**Work to do**
Select each line of the records that contains the string "field", matching its case exactly.

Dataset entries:
■ ■ ■ ■ ■

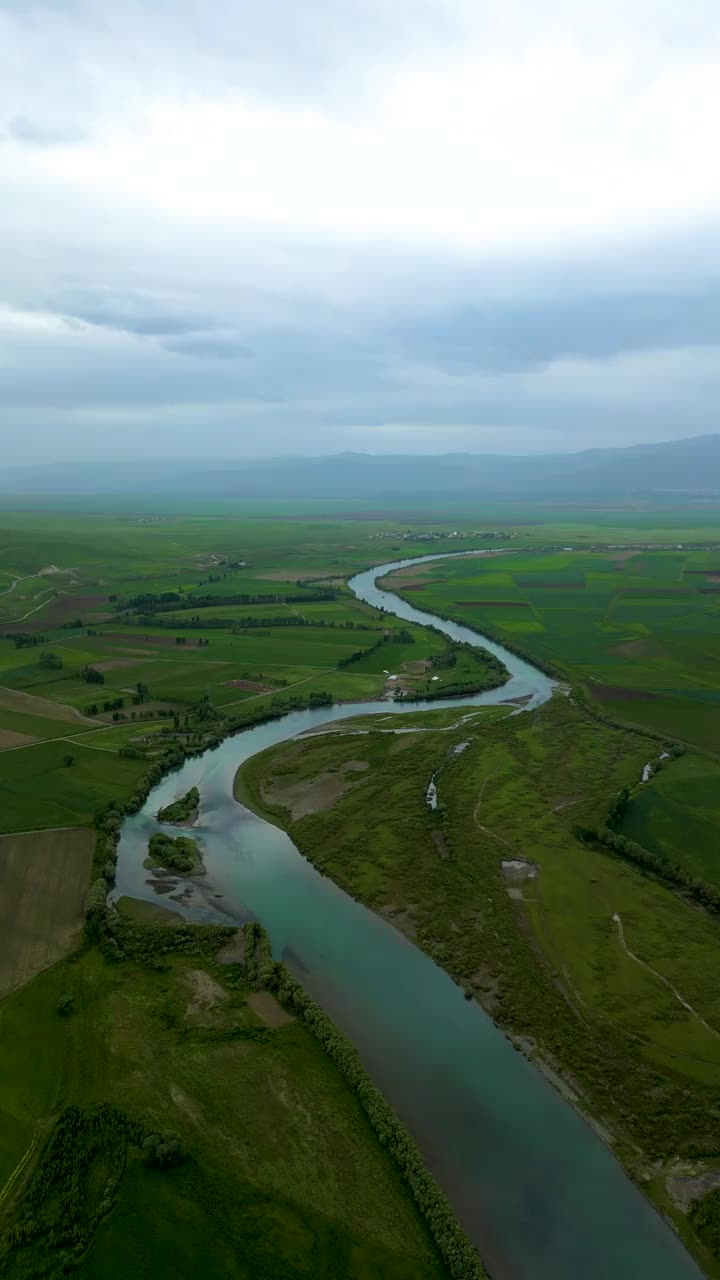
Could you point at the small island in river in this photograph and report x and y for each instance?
(182, 812)
(176, 854)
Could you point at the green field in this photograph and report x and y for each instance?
(44, 880)
(37, 789)
(282, 1174)
(677, 814)
(540, 949)
(639, 629)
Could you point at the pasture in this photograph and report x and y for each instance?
(39, 790)
(638, 629)
(44, 880)
(282, 1176)
(677, 814)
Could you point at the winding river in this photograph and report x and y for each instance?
(537, 1191)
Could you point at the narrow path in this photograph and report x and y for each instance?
(656, 974)
(32, 704)
(283, 689)
(486, 830)
(41, 606)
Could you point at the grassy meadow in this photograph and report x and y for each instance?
(602, 974)
(638, 627)
(282, 1175)
(499, 886)
(44, 881)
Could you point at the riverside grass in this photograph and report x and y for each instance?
(458, 1253)
(282, 1175)
(546, 961)
(637, 626)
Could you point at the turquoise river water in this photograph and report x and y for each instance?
(536, 1189)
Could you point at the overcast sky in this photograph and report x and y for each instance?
(392, 225)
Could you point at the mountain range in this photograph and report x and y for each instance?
(677, 469)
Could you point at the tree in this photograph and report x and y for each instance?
(50, 661)
(91, 676)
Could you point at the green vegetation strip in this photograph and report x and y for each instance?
(456, 1251)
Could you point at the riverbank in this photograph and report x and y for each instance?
(514, 1187)
(442, 882)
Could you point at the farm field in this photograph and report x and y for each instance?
(677, 814)
(501, 888)
(39, 789)
(281, 1169)
(44, 880)
(153, 631)
(638, 629)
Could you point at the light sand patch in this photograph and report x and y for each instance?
(272, 1013)
(314, 795)
(115, 663)
(8, 739)
(402, 919)
(417, 667)
(235, 950)
(14, 700)
(206, 996)
(689, 1185)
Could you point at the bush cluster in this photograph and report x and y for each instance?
(62, 1207)
(177, 853)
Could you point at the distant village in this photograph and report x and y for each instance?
(413, 535)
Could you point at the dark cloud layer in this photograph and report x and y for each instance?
(154, 296)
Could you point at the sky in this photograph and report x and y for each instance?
(246, 229)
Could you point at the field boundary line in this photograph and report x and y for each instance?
(18, 1170)
(656, 974)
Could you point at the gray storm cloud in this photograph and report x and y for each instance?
(328, 228)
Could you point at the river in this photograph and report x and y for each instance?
(536, 1189)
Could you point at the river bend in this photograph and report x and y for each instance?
(536, 1189)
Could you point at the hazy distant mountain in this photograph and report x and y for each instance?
(677, 469)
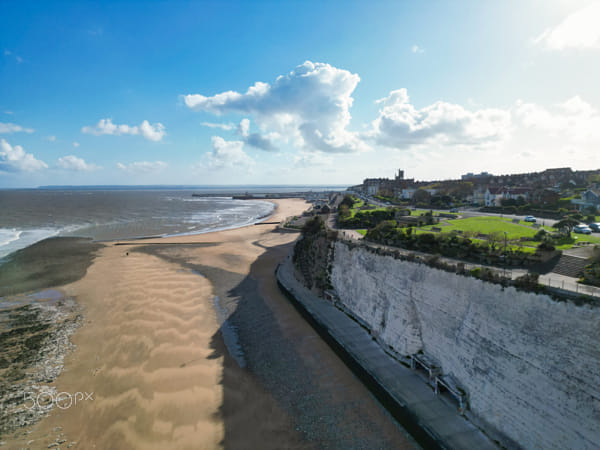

■ ■ ■ ■ ■

**Finished answer**
Could you point at the green field in this photograph and report x and y for each instance?
Could you point at the farm field in this photograph and report x and y for each instance?
Could you point at the field boundary line in this photograph and report x and y for each instance?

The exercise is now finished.